任务要求 —
请修改这篇题解中的一段，从含有"(2)\[a->ST~Maxcap=l~cost=0\]"的地方开始，写到"然后就可以用最小费用最大流水过了.(有时间试试单纯形)"为止，把其中的"最小费用最大流"换成"ZKW费用流"后完整写出。

文档片段 —

********************

BZOJ3876:[Ahoi2014]支线剧情 有上下界网络流

思路:

首先建立有上下界的网络流模型:

\[S->1~cap=[0,INF]~cost=0\]

\[i->T~cap=[0,INF]~cost=0(1\leq{i}\leq{n})\]

\[x->y~cap=[1,INF]~cost=w_{x->y}(ForEach x->y)\]

显然是有源汇的上下界网络流模型,我们对下界不为0的边拆边变成只有上界的网络流模型:

设立附加源\(SS\),附加汇\(\ST),则对于:

\[a->b~cap=[l,r]~cost=w_{a->b}\]

我们这样转化:

(1)\[SS->b~Maxcap=l~cost=w_{a->b}\]

(2)\[a->ST~Maxcap=l~cost=0\]

(3)\[a->b~Maxcap=r-l~cost=w_{a->b}\]

注意:(1)(2)中只有一种边的费用为原来费用,另一种边的费用为0.(至于为什么这样连先挖坑)

我们还需要连:

\[T->S~Maxcap=INF~cost=0\]

然后就可以用最小费用最大流水过了.(有时间试试单纯形)

********************

数据条目 —
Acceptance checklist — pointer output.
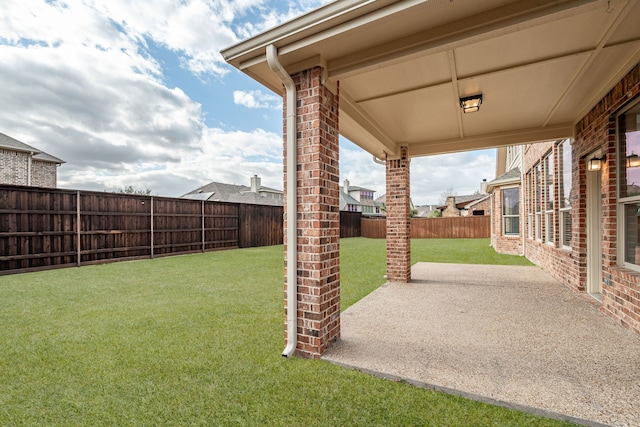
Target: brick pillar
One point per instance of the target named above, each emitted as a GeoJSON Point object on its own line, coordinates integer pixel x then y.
{"type": "Point", "coordinates": [398, 219]}
{"type": "Point", "coordinates": [318, 215]}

********************

参考解答 —
(2)\[a->ST~Maxcap=l~cost=0\]

(3)\[a->b~Maxcap=r-l~cost=w_{a->b}\]

注意:(1)(2)中只有一种边的费用为原来费用,另一种边的费用为0.(至于为什么这样连先挖坑)

我们还需要连:

\[T->S~Maxcap=INF~cost=0\]

然后就可以用ZKW费用流水过了.(有时间试试单纯形)